▸ Goal: Locate each line of the entries below that contains the string "pier", and copy every such line.

▸ Records for processing:
------------------------------------

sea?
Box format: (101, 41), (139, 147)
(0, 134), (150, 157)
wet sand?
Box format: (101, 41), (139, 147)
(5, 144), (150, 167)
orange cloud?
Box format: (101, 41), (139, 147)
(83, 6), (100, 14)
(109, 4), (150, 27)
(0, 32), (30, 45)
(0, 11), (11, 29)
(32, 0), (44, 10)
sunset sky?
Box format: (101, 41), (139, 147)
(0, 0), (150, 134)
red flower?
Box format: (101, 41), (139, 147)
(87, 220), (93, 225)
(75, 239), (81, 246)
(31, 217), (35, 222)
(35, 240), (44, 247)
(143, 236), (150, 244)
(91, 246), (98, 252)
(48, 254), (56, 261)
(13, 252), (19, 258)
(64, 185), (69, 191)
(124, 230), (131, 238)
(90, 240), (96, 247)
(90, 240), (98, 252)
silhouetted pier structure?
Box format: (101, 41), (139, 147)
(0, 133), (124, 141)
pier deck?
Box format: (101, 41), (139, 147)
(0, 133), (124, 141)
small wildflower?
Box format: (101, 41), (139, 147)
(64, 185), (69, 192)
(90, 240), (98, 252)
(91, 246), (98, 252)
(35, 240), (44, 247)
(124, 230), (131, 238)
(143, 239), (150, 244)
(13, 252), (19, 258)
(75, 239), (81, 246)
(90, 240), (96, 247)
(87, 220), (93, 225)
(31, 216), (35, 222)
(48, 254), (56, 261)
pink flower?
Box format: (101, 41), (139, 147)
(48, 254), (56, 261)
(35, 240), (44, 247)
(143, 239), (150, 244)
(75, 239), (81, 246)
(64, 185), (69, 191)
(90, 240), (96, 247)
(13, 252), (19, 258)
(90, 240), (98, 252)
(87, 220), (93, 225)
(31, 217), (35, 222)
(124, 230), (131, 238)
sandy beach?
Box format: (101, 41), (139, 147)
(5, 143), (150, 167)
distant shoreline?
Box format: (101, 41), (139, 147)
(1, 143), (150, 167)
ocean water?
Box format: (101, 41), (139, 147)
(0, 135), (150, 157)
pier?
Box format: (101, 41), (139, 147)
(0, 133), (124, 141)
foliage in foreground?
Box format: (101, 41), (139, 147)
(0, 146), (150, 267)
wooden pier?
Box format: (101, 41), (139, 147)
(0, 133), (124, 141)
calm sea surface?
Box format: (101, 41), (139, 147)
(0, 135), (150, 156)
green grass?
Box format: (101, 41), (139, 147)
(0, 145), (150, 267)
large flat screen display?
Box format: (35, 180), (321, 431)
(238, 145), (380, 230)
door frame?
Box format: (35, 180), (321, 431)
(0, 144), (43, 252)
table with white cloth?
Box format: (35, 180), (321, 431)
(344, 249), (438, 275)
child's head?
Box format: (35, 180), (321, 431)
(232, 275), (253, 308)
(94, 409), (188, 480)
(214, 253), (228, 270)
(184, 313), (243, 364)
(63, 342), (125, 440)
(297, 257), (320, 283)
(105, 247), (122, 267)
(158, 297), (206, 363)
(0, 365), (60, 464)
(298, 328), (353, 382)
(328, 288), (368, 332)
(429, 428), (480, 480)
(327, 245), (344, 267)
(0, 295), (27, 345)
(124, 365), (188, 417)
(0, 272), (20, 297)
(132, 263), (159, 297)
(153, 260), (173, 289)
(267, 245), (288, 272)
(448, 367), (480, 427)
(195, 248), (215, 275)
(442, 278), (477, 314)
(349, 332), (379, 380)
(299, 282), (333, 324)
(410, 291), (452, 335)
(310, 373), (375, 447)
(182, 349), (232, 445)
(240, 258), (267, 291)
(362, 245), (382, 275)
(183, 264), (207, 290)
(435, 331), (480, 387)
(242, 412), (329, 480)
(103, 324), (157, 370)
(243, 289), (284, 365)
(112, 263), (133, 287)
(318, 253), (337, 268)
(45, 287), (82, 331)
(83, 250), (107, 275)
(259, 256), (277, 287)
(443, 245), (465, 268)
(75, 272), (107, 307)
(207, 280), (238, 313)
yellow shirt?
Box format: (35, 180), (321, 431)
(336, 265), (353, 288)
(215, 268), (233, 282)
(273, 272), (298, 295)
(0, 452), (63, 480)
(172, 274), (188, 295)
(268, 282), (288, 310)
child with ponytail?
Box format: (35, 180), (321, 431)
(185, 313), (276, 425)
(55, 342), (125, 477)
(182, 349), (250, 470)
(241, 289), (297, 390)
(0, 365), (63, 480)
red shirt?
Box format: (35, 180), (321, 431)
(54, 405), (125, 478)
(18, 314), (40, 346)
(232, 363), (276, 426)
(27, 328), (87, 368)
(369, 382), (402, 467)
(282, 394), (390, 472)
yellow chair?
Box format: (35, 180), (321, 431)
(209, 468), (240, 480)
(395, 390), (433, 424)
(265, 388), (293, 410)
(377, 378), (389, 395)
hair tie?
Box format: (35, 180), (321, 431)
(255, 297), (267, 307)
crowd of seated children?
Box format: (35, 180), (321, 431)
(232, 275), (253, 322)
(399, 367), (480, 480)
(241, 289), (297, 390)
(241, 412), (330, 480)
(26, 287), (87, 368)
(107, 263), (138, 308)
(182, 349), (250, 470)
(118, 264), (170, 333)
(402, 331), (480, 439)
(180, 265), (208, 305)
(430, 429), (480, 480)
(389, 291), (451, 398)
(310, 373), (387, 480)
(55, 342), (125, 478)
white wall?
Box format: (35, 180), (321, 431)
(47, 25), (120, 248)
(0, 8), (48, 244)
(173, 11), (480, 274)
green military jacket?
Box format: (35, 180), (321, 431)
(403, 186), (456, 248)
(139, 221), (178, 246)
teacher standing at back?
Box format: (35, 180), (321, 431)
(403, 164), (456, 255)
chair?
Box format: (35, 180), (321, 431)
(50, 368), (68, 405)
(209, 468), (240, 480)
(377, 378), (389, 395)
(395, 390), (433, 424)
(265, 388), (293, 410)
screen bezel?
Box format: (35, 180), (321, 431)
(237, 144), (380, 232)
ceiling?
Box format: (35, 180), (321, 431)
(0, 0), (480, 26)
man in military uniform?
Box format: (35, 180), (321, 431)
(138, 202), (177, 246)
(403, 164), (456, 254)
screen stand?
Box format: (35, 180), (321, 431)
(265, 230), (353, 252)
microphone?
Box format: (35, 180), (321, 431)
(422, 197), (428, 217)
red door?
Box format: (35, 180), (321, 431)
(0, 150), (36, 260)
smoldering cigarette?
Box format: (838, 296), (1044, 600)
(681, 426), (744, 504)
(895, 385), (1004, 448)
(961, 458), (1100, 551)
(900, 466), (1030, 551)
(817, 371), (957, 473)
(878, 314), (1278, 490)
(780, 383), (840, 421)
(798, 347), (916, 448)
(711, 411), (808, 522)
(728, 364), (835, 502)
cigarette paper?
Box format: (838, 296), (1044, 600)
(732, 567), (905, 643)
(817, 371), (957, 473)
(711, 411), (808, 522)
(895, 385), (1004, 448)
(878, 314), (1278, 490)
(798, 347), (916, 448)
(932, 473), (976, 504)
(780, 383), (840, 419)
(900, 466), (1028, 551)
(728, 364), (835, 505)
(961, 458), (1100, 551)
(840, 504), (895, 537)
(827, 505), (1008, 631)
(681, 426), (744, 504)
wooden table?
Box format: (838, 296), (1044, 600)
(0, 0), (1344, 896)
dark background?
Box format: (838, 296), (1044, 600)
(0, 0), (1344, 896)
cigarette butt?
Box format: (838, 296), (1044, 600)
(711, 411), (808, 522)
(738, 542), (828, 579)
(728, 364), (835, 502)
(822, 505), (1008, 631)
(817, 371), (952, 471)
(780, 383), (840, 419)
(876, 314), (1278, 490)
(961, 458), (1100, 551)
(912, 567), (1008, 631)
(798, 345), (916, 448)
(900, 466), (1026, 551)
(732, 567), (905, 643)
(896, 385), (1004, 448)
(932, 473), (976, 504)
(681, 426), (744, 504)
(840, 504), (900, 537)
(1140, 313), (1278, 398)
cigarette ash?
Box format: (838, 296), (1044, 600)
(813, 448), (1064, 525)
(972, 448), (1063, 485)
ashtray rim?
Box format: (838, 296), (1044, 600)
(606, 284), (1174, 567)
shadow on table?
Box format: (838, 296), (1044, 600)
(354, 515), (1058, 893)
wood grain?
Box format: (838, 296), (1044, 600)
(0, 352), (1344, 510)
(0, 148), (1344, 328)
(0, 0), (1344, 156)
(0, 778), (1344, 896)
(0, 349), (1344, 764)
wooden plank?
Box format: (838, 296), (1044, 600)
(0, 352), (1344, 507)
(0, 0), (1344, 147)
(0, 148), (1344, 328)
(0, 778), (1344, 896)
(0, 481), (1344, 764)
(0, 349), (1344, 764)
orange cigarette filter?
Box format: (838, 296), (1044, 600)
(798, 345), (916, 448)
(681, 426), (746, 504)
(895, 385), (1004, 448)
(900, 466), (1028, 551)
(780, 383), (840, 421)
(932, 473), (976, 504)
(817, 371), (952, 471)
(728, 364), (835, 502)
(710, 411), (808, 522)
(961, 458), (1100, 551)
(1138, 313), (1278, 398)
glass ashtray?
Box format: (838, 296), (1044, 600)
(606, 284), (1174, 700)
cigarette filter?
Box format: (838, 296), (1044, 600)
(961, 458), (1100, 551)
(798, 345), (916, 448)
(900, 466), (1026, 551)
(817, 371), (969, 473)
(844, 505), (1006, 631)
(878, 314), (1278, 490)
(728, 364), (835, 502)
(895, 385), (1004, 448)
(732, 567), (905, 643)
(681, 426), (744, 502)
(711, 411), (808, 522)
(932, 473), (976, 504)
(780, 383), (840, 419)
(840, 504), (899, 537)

------------------------------------

▸ Output of the exercise:
silhouetted pier structure?
pier deck?
pier?
wooden pier?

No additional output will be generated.